Region pointing data

#####

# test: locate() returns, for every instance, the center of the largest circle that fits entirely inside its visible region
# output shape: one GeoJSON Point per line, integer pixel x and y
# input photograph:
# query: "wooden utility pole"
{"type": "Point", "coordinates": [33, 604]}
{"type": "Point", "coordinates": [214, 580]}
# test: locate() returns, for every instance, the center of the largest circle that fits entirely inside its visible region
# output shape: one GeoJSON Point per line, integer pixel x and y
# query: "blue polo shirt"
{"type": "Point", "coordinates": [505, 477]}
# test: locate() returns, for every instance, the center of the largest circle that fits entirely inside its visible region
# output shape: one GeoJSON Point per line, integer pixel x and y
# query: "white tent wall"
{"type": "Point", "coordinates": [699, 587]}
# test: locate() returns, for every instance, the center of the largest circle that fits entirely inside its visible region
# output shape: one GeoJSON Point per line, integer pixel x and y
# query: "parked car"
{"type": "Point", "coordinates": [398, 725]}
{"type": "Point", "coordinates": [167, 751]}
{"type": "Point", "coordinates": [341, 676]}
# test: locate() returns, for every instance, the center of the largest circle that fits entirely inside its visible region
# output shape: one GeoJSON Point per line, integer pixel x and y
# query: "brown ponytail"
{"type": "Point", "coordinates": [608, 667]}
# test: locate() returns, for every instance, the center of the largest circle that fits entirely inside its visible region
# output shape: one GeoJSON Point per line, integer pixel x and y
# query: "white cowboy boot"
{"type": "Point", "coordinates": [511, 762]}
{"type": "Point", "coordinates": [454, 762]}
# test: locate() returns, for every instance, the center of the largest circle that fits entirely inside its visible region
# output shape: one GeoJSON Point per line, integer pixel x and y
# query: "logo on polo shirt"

#####

Instructions for the task:
The required answer is every line of the data, duplicated exactly.

The completed task:
# test: locate() returns, for every instance, the center of the largest circle that fits entirely inside its visible region
# output shape: one GeoJSON Point per line, integer pixel x and y
# input photograph:
# query: "wooden utility pole"
{"type": "Point", "coordinates": [33, 604]}
{"type": "Point", "coordinates": [214, 580]}
# test: locate() returns, for every instance, the center of the largest circle that fits entirely inside its visible region
# output shape: one GeoJSON Point per line, integer pixel x and y
# query: "blue polo shirt"
{"type": "Point", "coordinates": [505, 477]}
# test: locate() returns, for every instance, the center of the largest circle that fits entirely inside its visible region
# output shape: one GeoJSON Point per line, integer pixel x and y
# query: "white tent wall"
{"type": "Point", "coordinates": [699, 587]}
# test: locate() returns, for every instance, the center of the largest circle that fits entirely inside its visible region
# output shape: one GeoJSON Point per line, integer pixel x and y
# query: "parked car"
{"type": "Point", "coordinates": [398, 725]}
{"type": "Point", "coordinates": [167, 751]}
{"type": "Point", "coordinates": [341, 676]}
# test: locate() returns, for every instance, the center of the largest circle that fits entirely inside its visible region
# output shape: one GeoJSON Point per line, integer pixel x and y
# query: "brown ponytail"
{"type": "Point", "coordinates": [608, 667]}
# test: locate() returns, for every instance, the center of the largest circle that fits entirely inside its visible region
# output shape: one GeoJSON Point per line, integer pixel x and y
# query: "white cowboy boot"
{"type": "Point", "coordinates": [511, 762]}
{"type": "Point", "coordinates": [454, 762]}
# test: locate() returns, for every instance, the center of the largest circle that fits entirely inside its visible region
# output shape: one GeoJSON Point per line, integer pixel x and y
# query: "logo on polo shirt"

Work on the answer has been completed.